DATA PROVIDED Block Start

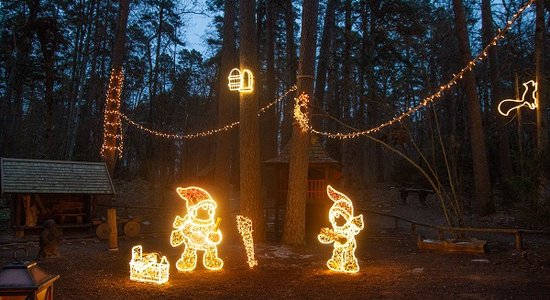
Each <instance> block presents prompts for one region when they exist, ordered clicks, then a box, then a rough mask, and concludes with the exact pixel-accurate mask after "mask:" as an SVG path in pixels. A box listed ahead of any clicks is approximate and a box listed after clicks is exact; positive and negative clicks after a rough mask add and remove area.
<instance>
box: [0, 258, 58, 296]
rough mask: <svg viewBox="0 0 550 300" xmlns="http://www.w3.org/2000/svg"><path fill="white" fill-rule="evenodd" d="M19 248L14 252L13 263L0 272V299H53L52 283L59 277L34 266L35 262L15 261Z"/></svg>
mask: <svg viewBox="0 0 550 300" xmlns="http://www.w3.org/2000/svg"><path fill="white" fill-rule="evenodd" d="M18 250H23V251H25V257H27V256H28V252H27V249H25V248H19V249H17V250H15V251H14V253H13V258H14V262H12V263H11V264H8V265H6V266H4V268H3V269H2V270H1V271H0V299H21V300H24V299H37V300H52V299H53V283H54V281H56V280H57V279H59V275H51V274H48V273H46V272H45V271H44V270H42V269H41V268H39V267H38V266H37V265H36V262H34V261H33V262H31V261H22V260H18V259H17V252H18Z"/></svg>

DATA PROVIDED Block End

*TASK ITEM*
Within the records above, the line carrying "rough mask: <svg" starts the range and the last line ends it. Set down that range exactly.

*ANSWER*
rough mask: <svg viewBox="0 0 550 300" xmlns="http://www.w3.org/2000/svg"><path fill="white" fill-rule="evenodd" d="M19 248L14 252L13 263L0 272V299H53L52 283L59 277L34 266L35 262L15 261Z"/></svg>
mask: <svg viewBox="0 0 550 300" xmlns="http://www.w3.org/2000/svg"><path fill="white" fill-rule="evenodd" d="M18 250H23V251H25V257H27V256H28V252H27V249H25V248H19V249H17V250H15V251H14V253H13V258H14V262H12V263H11V264H8V265H6V266H4V268H3V269H2V270H1V271H0V299H21V300H24V299H37V300H52V299H53V283H54V281H56V280H57V279H59V275H51V274H48V273H46V272H45V271H44V270H42V269H41V268H39V267H38V266H37V265H36V262H34V261H33V262H31V261H22V260H18V259H17V252H18Z"/></svg>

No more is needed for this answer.